→ **WHAT THIS TASK INVOLVES**
Here are records with pictures in them. Copy all of them exactly and leave the pictures out.

════════

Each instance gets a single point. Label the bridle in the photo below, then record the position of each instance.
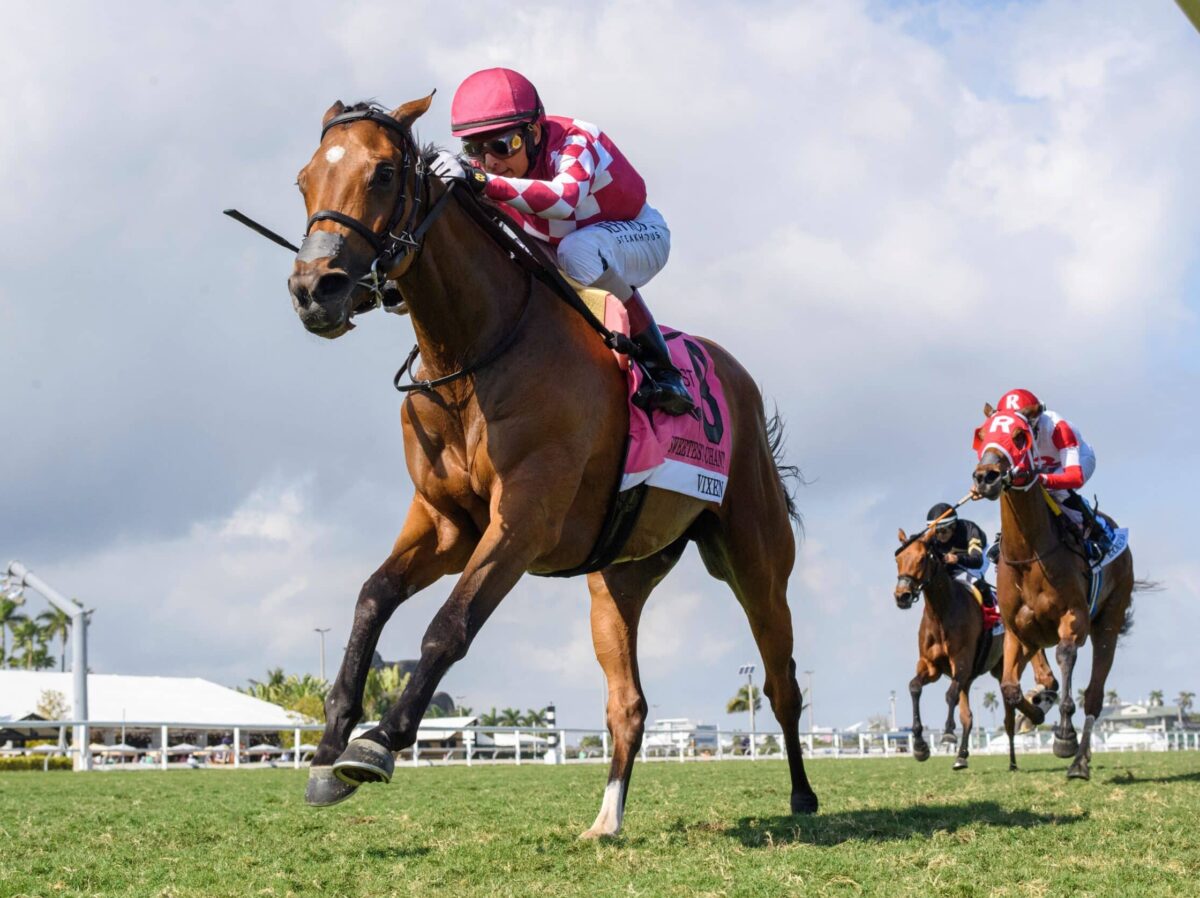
(402, 235)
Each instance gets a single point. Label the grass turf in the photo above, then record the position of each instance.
(887, 827)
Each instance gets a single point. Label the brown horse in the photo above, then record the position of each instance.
(952, 641)
(516, 454)
(1043, 582)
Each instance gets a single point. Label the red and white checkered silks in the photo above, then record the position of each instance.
(581, 178)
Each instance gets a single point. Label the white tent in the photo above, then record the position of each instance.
(142, 701)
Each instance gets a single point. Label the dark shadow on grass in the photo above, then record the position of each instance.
(1131, 778)
(390, 852)
(883, 825)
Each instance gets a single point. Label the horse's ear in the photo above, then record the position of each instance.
(412, 111)
(337, 108)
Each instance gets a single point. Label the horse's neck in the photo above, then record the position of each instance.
(463, 293)
(1025, 522)
(940, 593)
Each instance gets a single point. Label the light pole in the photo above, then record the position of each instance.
(322, 630)
(811, 725)
(21, 576)
(748, 671)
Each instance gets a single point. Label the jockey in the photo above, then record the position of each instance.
(963, 545)
(1065, 462)
(565, 183)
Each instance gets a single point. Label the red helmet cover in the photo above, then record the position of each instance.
(491, 100)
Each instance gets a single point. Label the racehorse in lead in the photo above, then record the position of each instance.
(515, 452)
(1044, 585)
(952, 641)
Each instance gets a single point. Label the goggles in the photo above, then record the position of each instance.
(501, 147)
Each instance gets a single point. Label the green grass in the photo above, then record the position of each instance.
(887, 827)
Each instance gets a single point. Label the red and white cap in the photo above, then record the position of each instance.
(1015, 400)
(492, 100)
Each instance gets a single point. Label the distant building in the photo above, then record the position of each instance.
(670, 735)
(143, 704)
(1140, 716)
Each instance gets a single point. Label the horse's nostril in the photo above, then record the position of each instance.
(331, 283)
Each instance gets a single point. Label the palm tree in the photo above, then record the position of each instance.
(1185, 701)
(9, 617)
(741, 702)
(534, 718)
(990, 704)
(27, 635)
(57, 622)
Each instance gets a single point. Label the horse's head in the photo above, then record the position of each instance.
(358, 187)
(916, 561)
(1005, 445)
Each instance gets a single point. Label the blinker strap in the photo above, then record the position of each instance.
(354, 225)
(321, 245)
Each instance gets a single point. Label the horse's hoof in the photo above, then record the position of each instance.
(804, 803)
(1066, 748)
(325, 789)
(594, 833)
(364, 761)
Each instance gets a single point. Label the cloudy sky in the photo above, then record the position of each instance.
(894, 211)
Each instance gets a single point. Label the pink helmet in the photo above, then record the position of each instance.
(1017, 400)
(492, 99)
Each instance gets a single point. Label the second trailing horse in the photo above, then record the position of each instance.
(953, 640)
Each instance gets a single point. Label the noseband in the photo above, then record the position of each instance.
(401, 237)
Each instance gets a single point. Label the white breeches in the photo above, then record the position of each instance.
(636, 250)
(1087, 462)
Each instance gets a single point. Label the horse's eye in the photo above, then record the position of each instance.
(383, 175)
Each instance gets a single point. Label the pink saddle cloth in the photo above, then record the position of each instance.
(687, 454)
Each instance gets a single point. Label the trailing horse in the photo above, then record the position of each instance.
(1044, 582)
(515, 445)
(953, 640)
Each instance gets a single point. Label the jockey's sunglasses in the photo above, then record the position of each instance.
(501, 147)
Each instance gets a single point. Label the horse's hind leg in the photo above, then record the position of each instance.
(756, 560)
(618, 594)
(418, 558)
(1072, 633)
(967, 719)
(1105, 632)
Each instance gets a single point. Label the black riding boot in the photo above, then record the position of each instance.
(1093, 534)
(666, 391)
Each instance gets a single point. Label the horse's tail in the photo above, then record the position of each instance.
(790, 477)
(1138, 586)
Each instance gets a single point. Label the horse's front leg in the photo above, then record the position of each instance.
(1066, 742)
(925, 674)
(952, 700)
(618, 594)
(525, 531)
(427, 548)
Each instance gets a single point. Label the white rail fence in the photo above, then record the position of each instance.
(439, 743)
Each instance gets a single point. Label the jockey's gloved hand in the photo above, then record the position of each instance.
(451, 168)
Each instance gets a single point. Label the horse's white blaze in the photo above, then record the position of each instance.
(612, 809)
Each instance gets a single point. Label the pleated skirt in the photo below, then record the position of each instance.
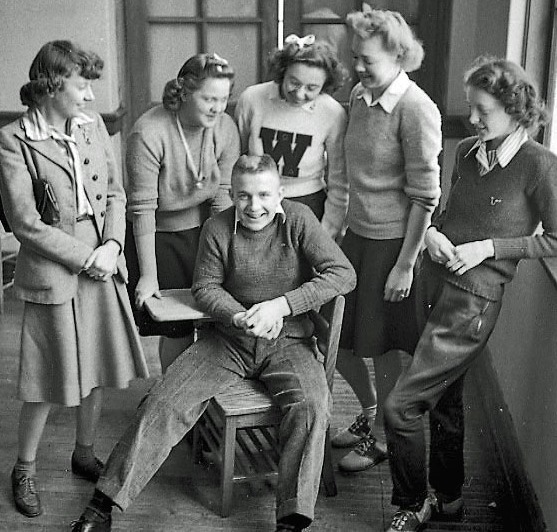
(91, 341)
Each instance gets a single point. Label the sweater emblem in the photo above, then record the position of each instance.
(287, 146)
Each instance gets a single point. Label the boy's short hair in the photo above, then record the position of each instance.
(509, 83)
(396, 35)
(254, 164)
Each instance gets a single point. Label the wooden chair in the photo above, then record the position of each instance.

════════

→ **SOLVED EXERCISE**
Each instance gets a single point. Label the bridle in the photo below, then record the position of each instance.
(402, 235)
Each instance gets a single point. Label the grass turf in the photo above, then record the position of each instance.
(887, 827)
Each instance gets a single point. Label the brown horse in the photo above, then record the position of each instance.
(952, 641)
(516, 454)
(1043, 582)
Each instance gets a single point. Label the red and white checkered silks in the photo above, then record the position of each instance.
(581, 178)
Each instance gets a single point. Label the white tent in the photo above, then record the position of each instance.
(142, 701)
Each instance gets a single point. Label the dark shadow on grass in the photo above, then record the position of each instance.
(1131, 778)
(390, 852)
(883, 825)
Each instance gets a single point. Label the horse's ear in the photo above, then record the position of each instance.
(412, 111)
(337, 108)
Each instance gets a single point. Label the horse's neck in the photo above, then record the position of each instance.
(463, 293)
(1025, 522)
(940, 593)
Each instance gets a single point. Label the light pole in the photo above, then record the position of each instance.
(322, 630)
(811, 725)
(21, 576)
(748, 671)
Each instance gets a single point. Label the jockey in the photo above, then record the position of each instance.
(963, 545)
(1065, 462)
(565, 183)
Each instance gets a single point. Label the red helmet cover in the photo above, then record the position of each instance.
(491, 100)
Each instance gets a single point. Label the racehorse in lead in the photo above, then record the position of each instance.
(515, 452)
(1044, 585)
(952, 641)
Each instance gets a single point. Label the goggles in the photo above, then record the position of each instance.
(501, 147)
Each instance gets a single point. Label the green grass in the photo above, then record the position of each instance.
(887, 827)
Each instance gets a single point. Label the red and white cap in the photo above, then record the position of each instance.
(1015, 400)
(492, 100)
Each instance gets a single point. Label the distant building in the photo above, then record the position of each instance.
(670, 735)
(143, 704)
(1140, 716)
Each instance gets a single point. Label the horse's nostril in the photo above, then record the position of each instance.
(331, 283)
Each instance gets a single point. Label the palm tree in the photo above, then record the position of each instance.
(1185, 701)
(9, 617)
(741, 702)
(534, 718)
(990, 704)
(27, 635)
(57, 622)
Each instance gets a single point. Label the horse's head in the photo above, then record the position of each instance.
(358, 187)
(916, 561)
(1005, 445)
Each instance gets a single point. Label the blinker strap in the photo above, then record the position of each instance.
(354, 225)
(321, 245)
Each instance gets a single point. Label the horse's hoof in the photo above, then record the position of each instance.
(804, 803)
(1066, 748)
(325, 789)
(594, 833)
(364, 761)
Each instance gets a single point. Label the cloudy sky in the photo above, then record the position of each instance.
(894, 211)
Each instance gets a single point. Label the pink helmet in the photo above, then record the position of each instance.
(1017, 400)
(492, 99)
Each instance gets a single point. Label the second trailing horse in the photo above, then record the position of each instance.
(953, 640)
Each instance gets a single point. Label the noseband in the photo above, then record the position of each instance.
(401, 237)
Each instance gets a single point. Label the white breeches in the photo above, then record the position of each instance.
(636, 250)
(1087, 462)
Each instance gets a single point. Label the horse's eye in the photo above, then record the position of each instance.
(383, 175)
Each instance gets a single point. Label the pink saddle cloth in the photo above, then record the position of each instance.
(687, 454)
Each instance gets a single point. Label the trailing horse in the photo above, then record the position of each instance.
(1044, 582)
(515, 445)
(953, 640)
Each instance gets a single point. Label the jockey's sunglasses in the photo above, then record the position of each instance.
(501, 147)
Each instance gets a single point. Label the horse's hind leg in the photo above, then record the position of each instance.
(756, 560)
(618, 594)
(418, 558)
(1072, 633)
(967, 719)
(1105, 632)
Each instance gets a single point. Label the black riding boot in the photo above, then record the position of each instance.
(1093, 534)
(666, 391)
Each instance gets a single point. Label the horse's tail in the photo above, then record the position of each instance.
(790, 477)
(1138, 586)
Each instance gets a single point. Label the horse's front leg in the photo above, then record the position of each instance.
(1066, 742)
(925, 674)
(952, 700)
(618, 594)
(525, 531)
(427, 548)
Each instance gets a single point. Label the white rail fence in the photo above, then record the position of each instance.
(439, 743)
Each instance gets a single point. Label the jockey's gloved hand in the photo above, then record the position of each instance.
(451, 168)
Each instance gets a single point. Label the horse's white blaze in the photo above, then record the position of each instance.
(612, 809)
Each instance gets a single point. Label the pleated skirt in the photo below, then record the position of each instance.
(91, 341)
Each instance gets a single point. Label the sweater emblem in the photo above, then record the position of each instance.
(287, 146)
Each instance gets a single point. Label the boy's short hair in the photo above, then record the position of each instance.
(509, 83)
(396, 35)
(254, 164)
Each instance gets a single point. Label the wooden chair in the photo above, then record the position of each instance.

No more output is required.